Exercise aim
Copy the lines of the following material word for word, leaving out the pictures.

Entries
__________________________________________________

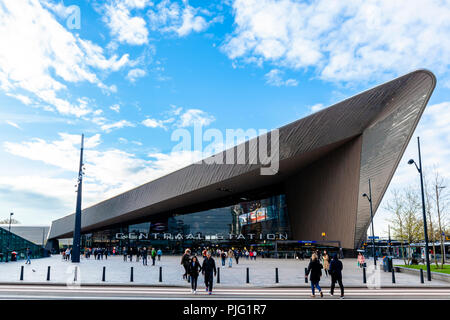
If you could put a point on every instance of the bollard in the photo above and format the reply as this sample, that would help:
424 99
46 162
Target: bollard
364 275
276 275
131 275
248 276
218 275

__________________________________________________

Reply to the task
If you could put a point on every instance of the bollard in the photo above and format the reply as this sample, that would help:
424 99
46 162
Target: bollard
364 275
276 275
131 275
248 276
218 275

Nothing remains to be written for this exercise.